Text:
※ ※ ※
Leben mit Multipler Sklerose
Es gibt einiges, dass die Multiple Sklerose günstig beeinflussen kann. Ein wesentliches Element ist regelmäßige körperliche Aktivität. Ein Spaziergang oder eine Wanderung, eine Fahrradtour oder ähnliche Aktivitäten im Freien haben außerdem gleich mehrere positive Effekte: Man bewegt sich und kann schon durch kurzen, aber regelmäßigen Aufenthalt in der Sonne etwas gegen einen Vitamin-D-Mangel tun. Aber auch gezieltes Training ist wichtig.
Ein weiterer wichtiger Baustein, den jeder selbst in der Hand hat, ist die Umstellung auf eine gesunde Ernährung. Selbst zubereitete Mischkost mit viel Obst und Gemüse, Fisch und Vollkornprodukten, aber wenig Zucker und Salz, tierischen Fetten und Zusatzstoffen (wie in verarbeiteten Lebensmitteln) hat positive Effekte. Zudem sollten Menschen mit Multipler Sklerose nicht rauchen.
Auch eine umfassende Aufklärung gerade junger Frauen, die ja im Verhältnis zu Männern doppelt so häufig betroffen sind, hinsichtlich einer möglichen Schwangerschaft und Familienplanung ist erforderlich. Von unserer Seite kann auch der Kontakt zu einer regionalen MS-Selbsthilfegruppe hergestellt werden. Das Aufgefangenwerden und Mitwirken in einer solchen Selbsthilfegruppe ist für die Patienten, gerade auch im Anfangsstadium, oft sehr hilfreich.
※ ※ ※
Datenauszug:
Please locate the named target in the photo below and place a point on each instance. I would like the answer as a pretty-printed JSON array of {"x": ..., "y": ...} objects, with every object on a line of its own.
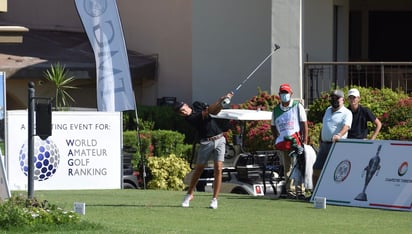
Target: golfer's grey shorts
[{"x": 215, "y": 148}]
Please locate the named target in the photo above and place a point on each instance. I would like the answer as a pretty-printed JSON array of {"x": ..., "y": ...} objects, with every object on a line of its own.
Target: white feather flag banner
[{"x": 102, "y": 24}]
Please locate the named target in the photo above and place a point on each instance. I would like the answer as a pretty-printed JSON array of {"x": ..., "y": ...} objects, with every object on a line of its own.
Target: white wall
[
  {"x": 230, "y": 38},
  {"x": 207, "y": 48}
]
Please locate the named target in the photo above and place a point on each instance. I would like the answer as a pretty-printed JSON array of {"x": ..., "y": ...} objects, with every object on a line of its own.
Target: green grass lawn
[{"x": 153, "y": 211}]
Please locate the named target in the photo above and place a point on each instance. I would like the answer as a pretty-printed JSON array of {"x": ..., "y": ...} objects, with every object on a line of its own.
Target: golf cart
[{"x": 255, "y": 173}]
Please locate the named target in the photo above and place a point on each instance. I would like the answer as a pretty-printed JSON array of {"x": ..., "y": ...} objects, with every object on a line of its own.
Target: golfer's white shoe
[
  {"x": 186, "y": 200},
  {"x": 213, "y": 204}
]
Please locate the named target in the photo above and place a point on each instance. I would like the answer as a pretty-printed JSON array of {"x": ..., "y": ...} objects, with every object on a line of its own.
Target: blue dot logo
[{"x": 46, "y": 159}]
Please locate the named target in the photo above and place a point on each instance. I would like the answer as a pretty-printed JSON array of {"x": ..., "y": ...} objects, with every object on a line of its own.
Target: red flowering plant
[{"x": 257, "y": 134}]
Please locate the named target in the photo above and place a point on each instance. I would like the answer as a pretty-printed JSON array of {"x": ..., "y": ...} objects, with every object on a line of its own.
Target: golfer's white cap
[{"x": 354, "y": 92}]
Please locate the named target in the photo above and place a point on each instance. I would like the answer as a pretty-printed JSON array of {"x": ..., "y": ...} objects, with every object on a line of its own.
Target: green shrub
[
  {"x": 397, "y": 122},
  {"x": 20, "y": 211},
  {"x": 257, "y": 134},
  {"x": 167, "y": 173}
]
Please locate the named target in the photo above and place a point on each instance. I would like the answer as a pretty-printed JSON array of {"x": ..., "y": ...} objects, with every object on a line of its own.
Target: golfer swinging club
[{"x": 212, "y": 142}]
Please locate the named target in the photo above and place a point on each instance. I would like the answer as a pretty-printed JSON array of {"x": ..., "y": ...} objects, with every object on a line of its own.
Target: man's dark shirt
[
  {"x": 206, "y": 127},
  {"x": 359, "y": 128}
]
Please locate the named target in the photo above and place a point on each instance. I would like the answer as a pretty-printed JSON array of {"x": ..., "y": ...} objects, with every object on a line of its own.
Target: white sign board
[
  {"x": 84, "y": 152},
  {"x": 4, "y": 188},
  {"x": 243, "y": 114},
  {"x": 363, "y": 173}
]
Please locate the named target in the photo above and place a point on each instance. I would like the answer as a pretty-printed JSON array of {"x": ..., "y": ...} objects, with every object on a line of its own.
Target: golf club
[{"x": 227, "y": 100}]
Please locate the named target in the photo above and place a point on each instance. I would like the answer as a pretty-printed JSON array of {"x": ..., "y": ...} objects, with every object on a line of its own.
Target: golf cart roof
[{"x": 243, "y": 114}]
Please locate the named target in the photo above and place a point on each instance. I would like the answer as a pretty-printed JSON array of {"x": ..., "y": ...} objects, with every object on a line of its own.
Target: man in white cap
[{"x": 361, "y": 116}]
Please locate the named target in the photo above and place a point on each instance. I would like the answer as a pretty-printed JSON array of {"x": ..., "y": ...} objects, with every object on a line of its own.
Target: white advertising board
[
  {"x": 4, "y": 188},
  {"x": 84, "y": 152},
  {"x": 365, "y": 173}
]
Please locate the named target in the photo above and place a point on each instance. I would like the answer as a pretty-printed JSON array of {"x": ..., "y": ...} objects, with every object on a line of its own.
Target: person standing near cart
[
  {"x": 212, "y": 143},
  {"x": 361, "y": 116},
  {"x": 289, "y": 121},
  {"x": 336, "y": 123}
]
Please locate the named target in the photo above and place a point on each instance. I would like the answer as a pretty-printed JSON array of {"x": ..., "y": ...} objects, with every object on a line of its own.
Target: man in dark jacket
[{"x": 212, "y": 143}]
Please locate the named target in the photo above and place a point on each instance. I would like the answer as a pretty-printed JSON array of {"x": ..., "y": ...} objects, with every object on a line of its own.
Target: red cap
[{"x": 285, "y": 87}]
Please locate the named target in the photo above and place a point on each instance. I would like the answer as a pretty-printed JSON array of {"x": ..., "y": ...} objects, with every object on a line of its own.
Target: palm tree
[{"x": 58, "y": 75}]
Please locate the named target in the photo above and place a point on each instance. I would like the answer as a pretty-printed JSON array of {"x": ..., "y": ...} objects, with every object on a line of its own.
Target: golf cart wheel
[
  {"x": 239, "y": 190},
  {"x": 128, "y": 186}
]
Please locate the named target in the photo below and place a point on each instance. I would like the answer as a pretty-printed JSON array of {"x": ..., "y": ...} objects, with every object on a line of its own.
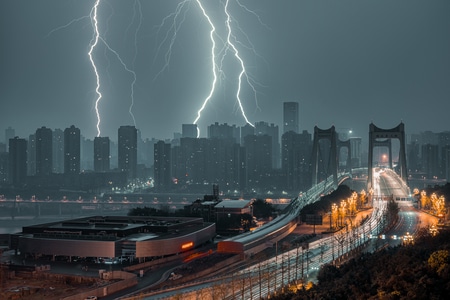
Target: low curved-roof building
[{"x": 114, "y": 237}]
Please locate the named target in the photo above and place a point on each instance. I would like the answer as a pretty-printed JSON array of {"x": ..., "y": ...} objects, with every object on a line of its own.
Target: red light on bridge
[{"x": 187, "y": 245}]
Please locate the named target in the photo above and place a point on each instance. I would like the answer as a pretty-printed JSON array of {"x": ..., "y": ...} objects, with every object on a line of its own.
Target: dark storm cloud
[{"x": 348, "y": 63}]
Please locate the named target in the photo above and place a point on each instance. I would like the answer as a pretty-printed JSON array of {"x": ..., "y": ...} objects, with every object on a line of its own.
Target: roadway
[{"x": 302, "y": 263}]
※ ※ ※
Nennen Sie bitte, wie häufig junge Frauen laut dem Text über Multiple Sklerose im Verhältnis zu Männern betroffen sind.

Doppelt so häufig wie Männer.